***** Dataset content

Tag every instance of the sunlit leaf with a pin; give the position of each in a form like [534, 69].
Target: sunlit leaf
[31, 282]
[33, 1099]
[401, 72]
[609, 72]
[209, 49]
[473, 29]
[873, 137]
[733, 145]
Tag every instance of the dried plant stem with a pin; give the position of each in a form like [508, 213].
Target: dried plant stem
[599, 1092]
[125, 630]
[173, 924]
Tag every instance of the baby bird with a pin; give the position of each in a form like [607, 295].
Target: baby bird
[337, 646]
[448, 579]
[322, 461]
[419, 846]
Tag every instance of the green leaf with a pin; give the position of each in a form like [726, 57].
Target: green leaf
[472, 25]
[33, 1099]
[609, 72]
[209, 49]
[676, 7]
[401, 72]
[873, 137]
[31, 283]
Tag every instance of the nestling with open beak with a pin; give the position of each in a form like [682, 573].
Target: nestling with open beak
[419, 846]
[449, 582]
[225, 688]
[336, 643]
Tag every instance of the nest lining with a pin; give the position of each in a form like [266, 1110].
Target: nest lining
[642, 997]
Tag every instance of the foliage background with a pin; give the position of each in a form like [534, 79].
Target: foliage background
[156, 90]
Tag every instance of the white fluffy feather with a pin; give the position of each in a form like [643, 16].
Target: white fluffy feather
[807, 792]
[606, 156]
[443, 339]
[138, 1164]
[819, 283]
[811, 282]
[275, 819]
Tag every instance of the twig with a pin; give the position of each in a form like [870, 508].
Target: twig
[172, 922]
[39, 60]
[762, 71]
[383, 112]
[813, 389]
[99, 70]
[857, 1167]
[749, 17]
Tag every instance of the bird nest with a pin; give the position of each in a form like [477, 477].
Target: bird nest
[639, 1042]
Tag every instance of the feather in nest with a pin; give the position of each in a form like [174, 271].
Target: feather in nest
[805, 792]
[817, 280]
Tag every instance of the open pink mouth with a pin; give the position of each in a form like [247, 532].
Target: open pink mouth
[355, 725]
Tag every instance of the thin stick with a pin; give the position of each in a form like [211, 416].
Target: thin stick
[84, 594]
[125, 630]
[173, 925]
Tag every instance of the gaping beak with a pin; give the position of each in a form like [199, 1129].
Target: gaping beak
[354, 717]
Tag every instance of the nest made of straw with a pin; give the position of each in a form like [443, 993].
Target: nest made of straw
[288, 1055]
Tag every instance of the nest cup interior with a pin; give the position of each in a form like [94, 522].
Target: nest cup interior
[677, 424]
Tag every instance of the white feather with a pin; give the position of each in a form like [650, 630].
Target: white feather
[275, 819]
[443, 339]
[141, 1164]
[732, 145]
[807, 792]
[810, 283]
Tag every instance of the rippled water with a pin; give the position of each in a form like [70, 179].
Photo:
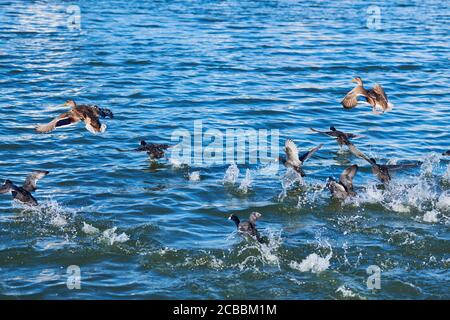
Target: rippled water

**********

Leave the pictures out and reproduce every record above exactly.

Tag every instance of the sunlit leaf with a pin; give the position of each in a form like [534, 69].
Target: sunlit leaf
[31, 282]
[33, 1099]
[401, 72]
[609, 72]
[209, 49]
[473, 29]
[873, 137]
[733, 145]
Tag every instance of the dried plant stem with a pin; give the position of each in a form like [508, 213].
Target: dried plant stem
[599, 1092]
[125, 630]
[173, 924]
Tag every instance of the baby bird with a pin; give the position of each in a form like [607, 295].
Target: baby bird
[337, 646]
[448, 579]
[322, 461]
[419, 846]
Tag every instance of the green leaf with a pin; give the position of each in a form like [726, 57].
Target: green leaf
[472, 25]
[33, 1099]
[609, 72]
[209, 49]
[676, 7]
[401, 72]
[873, 137]
[31, 283]
Tag every instance of the nestling with open beak with a pin; give the position of each in a form like [682, 573].
Target: nestling with open beak
[419, 846]
[449, 582]
[225, 688]
[336, 643]
Tag every instance of the nest lining with a pin; give the position of each in a form like [266, 1110].
Target: nest lining
[642, 997]
Tag every instance of the foliage background with a pin; give the position of each in a form like [534, 79].
Target: foliage background
[156, 90]
Tag every instance of the white fluffy feather with a pin; give the position of each in a form like [643, 16].
Target: white fluffy feather
[807, 792]
[606, 156]
[443, 339]
[138, 1164]
[819, 283]
[811, 282]
[275, 819]
Tag every instance of the twig with a pin; give the position of each in a form like [870, 508].
Target: twig
[172, 922]
[39, 60]
[762, 71]
[383, 112]
[813, 389]
[99, 70]
[857, 1167]
[749, 17]
Tag every instance of the bird nest with a pin; give the position of each in a form like [477, 477].
Target: bird nest
[639, 1042]
Tag every instance of the feather in nest with a pin; give the position of each in a form like [174, 271].
Target: feather in nest
[805, 792]
[817, 280]
Tag every instance of the open pink mouth with a pin; give the position of each in a form like [247, 532].
Target: open pink mouth
[355, 725]
Tag every instance of the thin stick with a pin; give the position of each in a form like [211, 416].
Target: thin stick
[84, 594]
[125, 630]
[173, 925]
Tag every instance of the gaping beak with a pin; give the position of each in a form like [199, 1129].
Target: gaping beak
[354, 717]
Tag every instance of the nest made of straw with a pin; give the position of each in a form like [443, 993].
Target: nest made of straw
[288, 1055]
Tag every instance of the nest cup interior with a pin; give the position of each in a form like [94, 522].
Target: nest cup interior
[677, 424]
Tag every instance of the white feather with a pin; give the position of each in a form like [650, 630].
Target: white feather
[275, 819]
[443, 339]
[141, 1164]
[732, 145]
[807, 792]
[810, 283]
Tag every instance of the rippled water with a pin; give the position of each in a form like [70, 179].
Photo:
Target: rippled water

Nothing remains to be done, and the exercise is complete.